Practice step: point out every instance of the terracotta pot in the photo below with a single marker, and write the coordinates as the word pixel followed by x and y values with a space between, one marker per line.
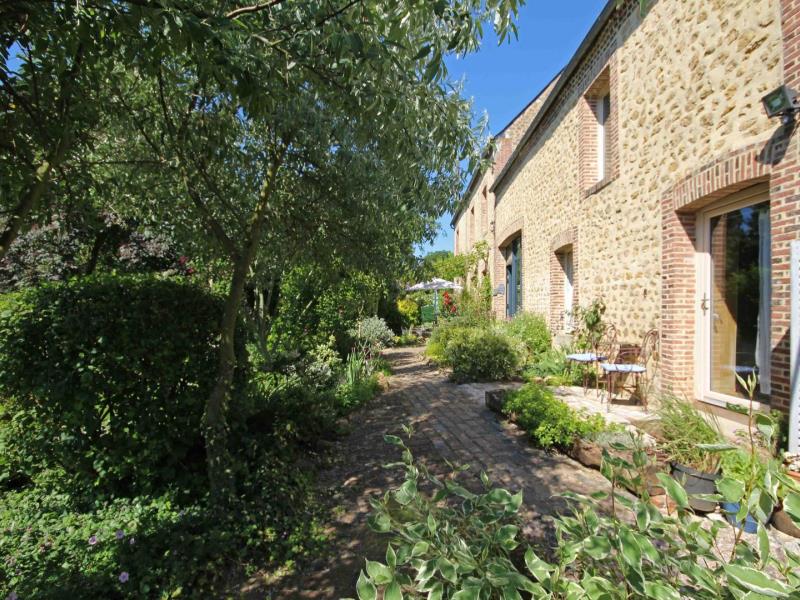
pixel 783 522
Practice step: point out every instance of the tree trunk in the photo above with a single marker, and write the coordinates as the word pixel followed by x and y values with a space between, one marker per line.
pixel 218 459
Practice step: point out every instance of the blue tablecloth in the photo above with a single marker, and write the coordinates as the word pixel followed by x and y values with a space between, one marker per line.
pixel 623 368
pixel 586 357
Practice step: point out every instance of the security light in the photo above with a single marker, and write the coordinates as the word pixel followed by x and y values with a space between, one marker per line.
pixel 781 102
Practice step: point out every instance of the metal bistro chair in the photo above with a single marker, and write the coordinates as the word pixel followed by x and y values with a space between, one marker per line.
pixel 637 364
pixel 603 350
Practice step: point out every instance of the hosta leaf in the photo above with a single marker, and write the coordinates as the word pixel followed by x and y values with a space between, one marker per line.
pixel 470 593
pixel 661 591
pixel 598 547
pixel 420 548
pixel 511 593
pixel 380 523
pixel 538 568
pixel 597 588
pixel 763 545
pixel 365 588
pixel 436 591
pixel 393 592
pixel 731 489
pixel 756 581
pixel 721 447
pixel 642 516
pixel 631 552
pixel 447 569
pixel 791 504
pixel 379 573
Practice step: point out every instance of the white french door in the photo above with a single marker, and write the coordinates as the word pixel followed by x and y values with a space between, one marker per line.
pixel 569 286
pixel 734 297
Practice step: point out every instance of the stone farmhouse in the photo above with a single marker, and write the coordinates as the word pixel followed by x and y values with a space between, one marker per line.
pixel 648 174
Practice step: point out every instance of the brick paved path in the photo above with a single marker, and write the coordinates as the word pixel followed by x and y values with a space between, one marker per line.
pixel 450 421
pixel 460 427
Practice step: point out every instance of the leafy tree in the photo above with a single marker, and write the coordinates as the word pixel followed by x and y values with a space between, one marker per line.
pixel 261 134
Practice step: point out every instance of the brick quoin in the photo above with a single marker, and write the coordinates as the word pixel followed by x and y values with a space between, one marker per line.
pixel 776 162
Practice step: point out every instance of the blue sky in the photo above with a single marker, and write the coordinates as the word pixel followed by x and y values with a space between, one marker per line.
pixel 501 80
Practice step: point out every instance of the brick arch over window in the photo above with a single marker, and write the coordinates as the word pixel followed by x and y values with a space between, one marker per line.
pixel 562 245
pixel 509 233
pixel 714 181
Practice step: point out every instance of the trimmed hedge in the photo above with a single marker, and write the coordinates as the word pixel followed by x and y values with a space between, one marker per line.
pixel 106 378
pixel 550 422
pixel 481 355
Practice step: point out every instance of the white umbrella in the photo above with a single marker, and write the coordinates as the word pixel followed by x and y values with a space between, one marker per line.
pixel 435 284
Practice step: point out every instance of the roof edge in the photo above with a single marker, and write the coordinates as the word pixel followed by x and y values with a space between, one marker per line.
pixel 478 173
pixel 583 49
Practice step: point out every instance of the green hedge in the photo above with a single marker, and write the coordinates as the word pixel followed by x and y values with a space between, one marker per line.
pixel 106 378
pixel 531 334
pixel 481 355
pixel 550 422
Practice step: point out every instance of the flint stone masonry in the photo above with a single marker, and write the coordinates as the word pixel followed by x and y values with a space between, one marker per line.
pixel 686 83
pixel 685 130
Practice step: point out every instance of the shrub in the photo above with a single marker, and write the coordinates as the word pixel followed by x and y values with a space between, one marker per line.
pixel 445 543
pixel 550 422
pixel 350 396
pixel 409 310
pixel 106 377
pixel 323 365
pixel 481 354
pixel 406 339
pixel 456 544
pixel 56 545
pixel 682 429
pixel 441 335
pixel 553 366
pixel 531 332
pixel 371 335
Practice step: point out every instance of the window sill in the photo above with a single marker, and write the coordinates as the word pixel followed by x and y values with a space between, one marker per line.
pixel 599 186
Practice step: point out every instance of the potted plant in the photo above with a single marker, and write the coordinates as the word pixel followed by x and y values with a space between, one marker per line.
pixel 780 517
pixel 741 466
pixel 682 429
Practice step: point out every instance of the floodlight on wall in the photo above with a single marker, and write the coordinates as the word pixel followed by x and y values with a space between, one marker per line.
pixel 781 102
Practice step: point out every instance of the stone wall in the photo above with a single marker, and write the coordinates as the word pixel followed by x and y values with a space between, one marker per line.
pixel 686 81
pixel 481 200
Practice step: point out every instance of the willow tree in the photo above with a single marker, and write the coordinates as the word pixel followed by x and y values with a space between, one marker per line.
pixel 281 128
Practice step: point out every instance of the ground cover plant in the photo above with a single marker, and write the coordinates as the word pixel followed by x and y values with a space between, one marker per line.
pixel 103 488
pixel 478 349
pixel 683 431
pixel 609 546
pixel 480 354
pixel 551 422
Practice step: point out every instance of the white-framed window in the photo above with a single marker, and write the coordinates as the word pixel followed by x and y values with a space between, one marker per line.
pixel 568 268
pixel 603 110
pixel 734 297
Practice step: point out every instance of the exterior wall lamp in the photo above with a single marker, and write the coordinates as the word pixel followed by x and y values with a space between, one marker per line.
pixel 781 102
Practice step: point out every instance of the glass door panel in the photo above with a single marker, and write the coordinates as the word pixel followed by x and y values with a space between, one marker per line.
pixel 739 286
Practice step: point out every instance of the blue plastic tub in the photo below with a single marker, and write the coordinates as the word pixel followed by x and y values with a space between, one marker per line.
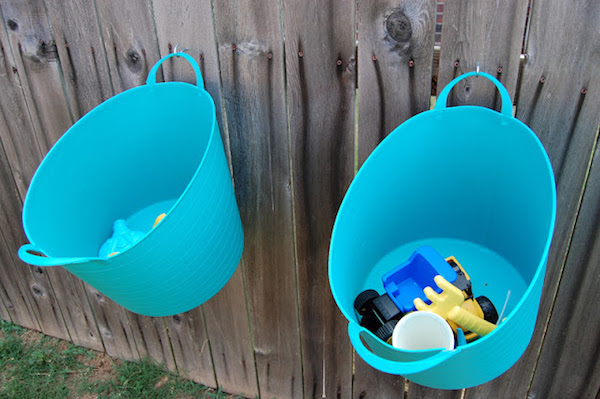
pixel 472 183
pixel 150 150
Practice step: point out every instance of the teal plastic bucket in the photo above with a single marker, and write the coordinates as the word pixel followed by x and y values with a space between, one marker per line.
pixel 150 150
pixel 470 182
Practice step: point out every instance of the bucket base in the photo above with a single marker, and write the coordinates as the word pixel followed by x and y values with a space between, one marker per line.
pixel 491 274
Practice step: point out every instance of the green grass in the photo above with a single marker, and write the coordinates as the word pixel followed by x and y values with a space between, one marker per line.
pixel 38 367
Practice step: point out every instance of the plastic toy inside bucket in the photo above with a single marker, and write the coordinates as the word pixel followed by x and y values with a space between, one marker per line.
pixel 151 150
pixel 471 183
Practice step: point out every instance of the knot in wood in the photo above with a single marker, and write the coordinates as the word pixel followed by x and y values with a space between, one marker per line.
pixel 398 26
pixel 132 59
pixel 37 290
pixel 12 24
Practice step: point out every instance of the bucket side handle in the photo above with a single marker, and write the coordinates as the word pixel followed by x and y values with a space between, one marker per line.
pixel 442 100
pixel 152 74
pixel 30 254
pixel 390 366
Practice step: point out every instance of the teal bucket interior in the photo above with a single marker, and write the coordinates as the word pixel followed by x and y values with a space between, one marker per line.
######
Task to carry out —
With the pictures removed, output the listing above exactly.

Exercise solution —
Practice step: point out every instance of the terracotta pot in the photo below with a single marker, and write the coordinates as the word pixel followed by x and y values with a space between, one marker per line.
pixel 783 522
Practice step: point out every instance of the tree trunk in the photo above with a single marker, and write the coordinates as the word pixel followed by x and y values with a space between, one marker per line.
pixel 218 459
Practice step: point out every instance of the blue tablecloth in the photo above with a single marker, and write the coordinates as the word pixel followed by x and y values with a space between, one marker per line.
pixel 623 368
pixel 586 357
Practice step: point out every instance of the security light in the photo above with a single marker, and write the coordinates as the word pixel followed by x and y values with a space between, one marker per line.
pixel 781 102
Practice step: point out every instance of the metal bistro chair in the photo above with a single marker, and write the coordinates as the word pixel followed by x and y values with a space between, one marker per line.
pixel 637 364
pixel 603 350
Practice step: point out every instance of the hosta leaf in the photo above with a single marker, and write the coordinates as the word pixel followed by x and y values with a space between, one marker per line.
pixel 470 593
pixel 661 591
pixel 598 547
pixel 420 548
pixel 511 593
pixel 380 523
pixel 538 568
pixel 597 588
pixel 763 545
pixel 365 588
pixel 436 591
pixel 393 592
pixel 731 489
pixel 756 581
pixel 721 447
pixel 642 516
pixel 631 552
pixel 447 569
pixel 791 504
pixel 379 573
Practice step: point out every instance of the white french door in the photo above with a single marker, and write the coordinates as the word pixel followed by x and y values with a space between, one marker per line.
pixel 569 286
pixel 734 297
Practice step: point out every instance of the stone farmhouse in the photo above with a single marker, and write the coordinates as the word pixel followed by x and y values with a space between, one marker per line.
pixel 648 174
Practice step: point out every instance of the brick paved path in the photo above with a single marker, and write the coordinates as the word pixel followed by x and y values with a space between, one marker per line.
pixel 450 421
pixel 460 427
Practice step: point out every instance of the leafy tree in the photo above with a single marker, and write the coordinates as the word pixel followed by x and y values with a space between, one marker per line.
pixel 261 134
Practice step: point out every instance of the brick quoin in the photo above with a single marker, and write the coordinates as the word pixel followed by x and y values with a space between, one marker per line.
pixel 776 162
Practice step: point out every instance of the blue sky in the photo above with a single marker, and write the coordinates as the word pixel followed by x and y values with a space between, one marker per line.
pixel 501 80
Practice step: point out every instance of the brick arch over window in the photo above with a single marker, and write the coordinates as the word pixel followed by x and y values with a space between, one marker per line.
pixel 562 245
pixel 509 233
pixel 714 181
Practice step: point out every instance of the trimmed hedge in the photo above with a single marker, and write the coordinates as the word pixel followed by x and y values with a space between, one marker per line.
pixel 106 378
pixel 550 422
pixel 481 355
Practice step: point out every instance of the white umbrella in the photo above with a single marker, and write the coordinates as the word pixel followed by x and y values with a space between, one marker per line.
pixel 435 284
Practice step: point out every instance of the roof edge in the photo above with a single marker, and write the coordinates as the word pixel followed by x and y values with a space between, one marker per line.
pixel 478 173
pixel 583 49
Practice step: point out every instance of the green hedge in the photo above with a single marker, and write the coordinates as the word pixel followed by x and y values with a space between, one marker per line.
pixel 106 378
pixel 531 334
pixel 481 355
pixel 550 422
Practice step: point out every instance of the flint stone masonry in the photo above with a single marker, and write the coordinates as the word pixel followed by x and y values with a space between, one marker per line.
pixel 686 83
pixel 685 130
Practice step: point out every instance of the shrub in the photo above with a single marker, and write the coordinates as the word pixel followed by x and y values with a space between, one marker per line.
pixel 445 543
pixel 550 422
pixel 350 396
pixel 409 310
pixel 106 377
pixel 323 365
pixel 481 354
pixel 406 339
pixel 456 544
pixel 56 545
pixel 682 429
pixel 441 335
pixel 553 366
pixel 531 332
pixel 371 335
Practice step: point out every instance of the window sill in the photo above with a single marker, and write the coordinates as the word pixel followed by x and y values with a space between, one marker per line.
pixel 599 186
Practice step: point out every instance of the potted plant in the photo above with a single marker, and write the coordinates as the word pixel followed by x and y values with a space between, one marker per line.
pixel 780 517
pixel 741 466
pixel 682 429
Practice step: point out every instance of the floodlight on wall in the photo above with a single marker, and write the coordinates as the word pixel followed by x and y values with a space between, one marker per line.
pixel 781 102
Practice step: point out every instance of the stone wall in the photo above with a single marker, and write the coordinates as the word pixel followed by x and y values with a space between, one marker per line.
pixel 686 81
pixel 481 200
Practice step: point out every instance of the willow tree in the photo above with a single marker, and write the coordinates as the word pixel followed by x and y values with a space between, one marker per line.
pixel 281 128
Practice step: point out every instance of the ground cover plant in the photo above with a single marker, and write the coordinates as the word pixel followed by x and y values with a space between, one marker per line.
pixel 103 488
pixel 478 349
pixel 683 431
pixel 609 546
pixel 480 354
pixel 551 422
Practice step: point out every instance of the white-framed window in the photo above with a single marker, and write the coordinates as the word pixel followed by x and y values with a space between, one marker per line.
pixel 568 268
pixel 603 110
pixel 734 297
Practice step: point out every instance of the exterior wall lamp in the photo above with a single marker, and write the coordinates as the word pixel followed by x and y values with a space between, one marker per line.
pixel 781 102
Practice step: point out every instance of the glass door panel in the photo above with a single marker, and write the coordinates as the word pixel followed by x and y values with a space between, one marker per line.
pixel 739 286
Practice step: point out every instance of the blue plastic tub in the photo below with a single marker, and write the coordinates as the word pixel followed by x and y values with a space between, one marker per line.
pixel 472 183
pixel 150 150
Practice step: point out every instance of the teal plastic bucket in the photo above with a single marker, and write the coordinates as the word pixel followed by x and y values with a space between, one marker per line.
pixel 150 150
pixel 470 182
Practice step: point out every instance of the bucket base in the photo above with a single marker, and write the coordinates as the word pixel followed by x and y values with a space between, one marker per line.
pixel 491 274
Practice step: point out every instance of the green grass in the photo above with a single marker, and write the coordinates as the word pixel followed by x and y values with a space between, one marker per line.
pixel 38 367
Practice step: point out every instance of the plastic toy inside bucket in the photo above with a single marker, and write the coordinates as the word pixel followed by x and y values with a space between, one marker per line.
pixel 151 150
pixel 471 183
Practice step: point out every instance of the knot in wood in the photo above with a single marker, and write the coordinates as the word pixel followed by x and y values with a space between, one marker per line.
pixel 398 26
pixel 132 59
pixel 37 290
pixel 12 24
Practice step: point out every instance of the bucket side handle in the photo above with a single marker, and write the coordinates as the word pixel followed by x and y values with a space between, one marker per line.
pixel 442 100
pixel 152 74
pixel 30 254
pixel 390 366
Practice step: point out every instance of the teal bucket interior in the photo above with a single marker, and write the coordinates as the word pixel followed by x and y values with a space between, one marker per line.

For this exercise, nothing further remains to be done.